- _Task prompt_
Could you reproduce the lines below from the one with "One point belongs on each instance of the horseshoe" through the one with "One point belongs on each instance of the brown"? Keep both ends and add nothing.

- _Extracted entries_
•••••

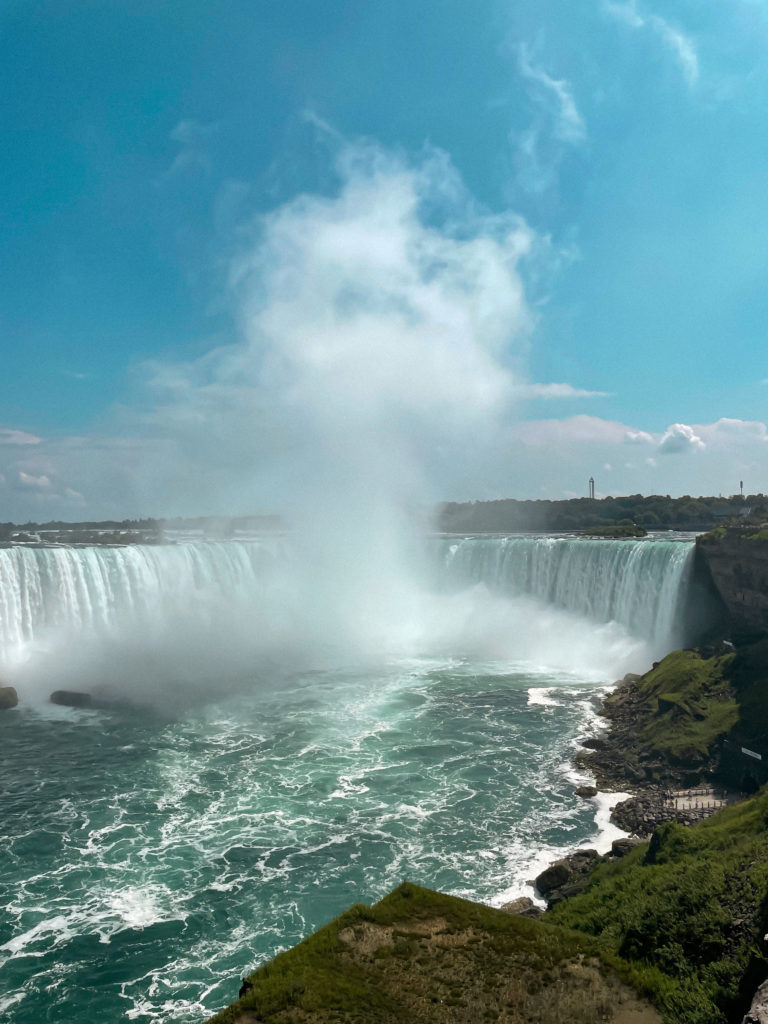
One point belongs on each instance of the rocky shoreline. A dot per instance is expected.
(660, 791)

•••••

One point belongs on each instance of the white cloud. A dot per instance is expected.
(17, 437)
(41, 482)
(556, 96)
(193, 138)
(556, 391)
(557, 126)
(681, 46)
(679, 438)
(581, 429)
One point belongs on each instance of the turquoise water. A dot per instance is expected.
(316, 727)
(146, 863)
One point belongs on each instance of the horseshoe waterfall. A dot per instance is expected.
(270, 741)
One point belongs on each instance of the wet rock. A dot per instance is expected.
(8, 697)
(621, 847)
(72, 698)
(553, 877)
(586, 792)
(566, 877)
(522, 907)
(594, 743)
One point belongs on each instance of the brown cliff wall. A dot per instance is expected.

•••••

- _Result of the exercise_
One point belongs on each instance of the horseshoe waterfall. A dot per instance is expected.
(270, 741)
One point belongs on each instance of the wet rock. A dot per instance is expected.
(8, 697)
(621, 847)
(72, 698)
(553, 877)
(586, 792)
(566, 877)
(522, 907)
(594, 743)
One point belongs on each instance of the brown cliff wall. A dot per instance is expected.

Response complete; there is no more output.